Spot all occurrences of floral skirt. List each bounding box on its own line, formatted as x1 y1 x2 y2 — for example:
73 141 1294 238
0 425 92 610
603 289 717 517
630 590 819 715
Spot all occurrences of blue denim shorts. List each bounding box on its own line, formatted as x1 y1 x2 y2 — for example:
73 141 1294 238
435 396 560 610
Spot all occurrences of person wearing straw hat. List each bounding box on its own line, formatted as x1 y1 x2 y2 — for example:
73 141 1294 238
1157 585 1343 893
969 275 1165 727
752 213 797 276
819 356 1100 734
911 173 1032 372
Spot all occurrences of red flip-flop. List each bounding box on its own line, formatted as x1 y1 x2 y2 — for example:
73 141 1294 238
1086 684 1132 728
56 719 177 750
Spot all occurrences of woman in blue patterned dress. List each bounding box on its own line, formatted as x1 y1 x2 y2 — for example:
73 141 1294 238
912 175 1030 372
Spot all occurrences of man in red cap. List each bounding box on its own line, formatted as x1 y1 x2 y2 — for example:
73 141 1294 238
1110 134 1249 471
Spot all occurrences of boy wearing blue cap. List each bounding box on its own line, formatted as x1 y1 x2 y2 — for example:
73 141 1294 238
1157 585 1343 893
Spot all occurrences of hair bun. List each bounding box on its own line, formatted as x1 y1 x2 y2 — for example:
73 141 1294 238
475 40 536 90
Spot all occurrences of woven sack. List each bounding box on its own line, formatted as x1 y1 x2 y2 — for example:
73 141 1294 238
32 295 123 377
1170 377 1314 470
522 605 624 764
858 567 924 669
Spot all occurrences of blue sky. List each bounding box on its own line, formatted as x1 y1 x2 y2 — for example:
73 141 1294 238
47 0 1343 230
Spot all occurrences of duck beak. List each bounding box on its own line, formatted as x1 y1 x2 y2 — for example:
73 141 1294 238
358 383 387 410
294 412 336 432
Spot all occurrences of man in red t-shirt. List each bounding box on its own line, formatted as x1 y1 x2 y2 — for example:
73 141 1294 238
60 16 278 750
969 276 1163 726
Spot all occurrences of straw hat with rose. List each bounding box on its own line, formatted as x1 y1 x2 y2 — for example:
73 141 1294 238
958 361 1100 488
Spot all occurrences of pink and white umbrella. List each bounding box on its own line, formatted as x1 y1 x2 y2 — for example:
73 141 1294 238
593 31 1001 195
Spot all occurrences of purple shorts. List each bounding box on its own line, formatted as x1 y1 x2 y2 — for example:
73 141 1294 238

□ □ □ □ □

__Task objective__:
Everything above from the line containing "Spot all occurrences of boy" down to the line containing "475 40 536 90", both included, should be rendered as a numbered list with any blank lines omitted. Leave the rest of the data out.

__Exercise result__:
1. Spot all occurrences of boy wearing blue cap. List each bounding box on its own line, formatted as x1 y1 x2 y2 — for example:
2. 73 141 1294 238
3. 1157 585 1343 893
4. Spot all occurrences of hair bun. List each bounding box on its own line, formatted as x1 y1 x2 y2 — for example:
5. 73 141 1294 238
6. 475 40 536 90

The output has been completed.